___ Material to process ___

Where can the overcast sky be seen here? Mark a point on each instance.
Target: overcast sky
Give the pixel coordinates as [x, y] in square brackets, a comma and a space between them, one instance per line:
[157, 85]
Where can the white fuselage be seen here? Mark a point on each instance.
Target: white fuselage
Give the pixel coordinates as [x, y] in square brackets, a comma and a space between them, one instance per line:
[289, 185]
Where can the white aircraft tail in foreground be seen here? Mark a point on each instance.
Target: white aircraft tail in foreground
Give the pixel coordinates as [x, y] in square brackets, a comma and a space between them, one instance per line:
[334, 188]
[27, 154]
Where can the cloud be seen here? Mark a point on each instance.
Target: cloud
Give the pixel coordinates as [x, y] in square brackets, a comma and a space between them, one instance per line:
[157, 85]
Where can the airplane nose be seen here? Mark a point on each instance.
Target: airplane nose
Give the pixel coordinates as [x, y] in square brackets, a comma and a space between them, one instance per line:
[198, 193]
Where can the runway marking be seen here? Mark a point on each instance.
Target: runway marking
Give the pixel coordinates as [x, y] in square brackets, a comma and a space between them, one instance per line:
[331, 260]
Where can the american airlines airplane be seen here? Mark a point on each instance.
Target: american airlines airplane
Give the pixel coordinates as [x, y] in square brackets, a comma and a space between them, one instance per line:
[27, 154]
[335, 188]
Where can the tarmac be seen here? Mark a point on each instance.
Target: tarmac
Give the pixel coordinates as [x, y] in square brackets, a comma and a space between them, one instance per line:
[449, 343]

___

→ Exercise objective: Can you add 37 to each coordinate number in the answers and write out every line of the items again, from the line containing "Where can the white aircraft" through the end of the items, leaving all other lines unchanged?

→ Task answer:
Where can the white aircraft tail in foreground be seen here? Mark a point on each instance.
Target: white aircraft tail in foreground
Give the pixel coordinates as [x, y] in square brackets, a comma and a space between them, one instance per line:
[371, 225]
[64, 191]
Where can the cloud be seen here? Mark a point on each instance.
Target: cloud
Give the pixel coordinates as [x, y] in square brackets, a comma and a space between them, one instance per line:
[194, 122]
Where can the airplane nose be seen here? Mark a point on each instance.
Target: airplane nose
Give the pixel coordinates as [x, y] in square brackets, a comma and a space between them, one instance per line:
[235, 230]
Where can the runway marking be seen here? Mark a point on each instance.
Target: runway marking
Give the pixel coordinates as [x, y] in square brackets, a comma and a space between them, one instance per line:
[368, 297]
Where can the american airlines airplane be seen here? Mark a point on each instance.
Target: american airlines airplane
Give the pixel coordinates as [x, y] in square brackets, a comma and a space between them, one instance per line:
[64, 191]
[372, 225]
Where can the tarmac be seen here? Mark a point on each instance.
Target: tarmac
Give the pixel coordinates as [x, y] in square brackets, a comma and a space between them, one instance per line:
[486, 380]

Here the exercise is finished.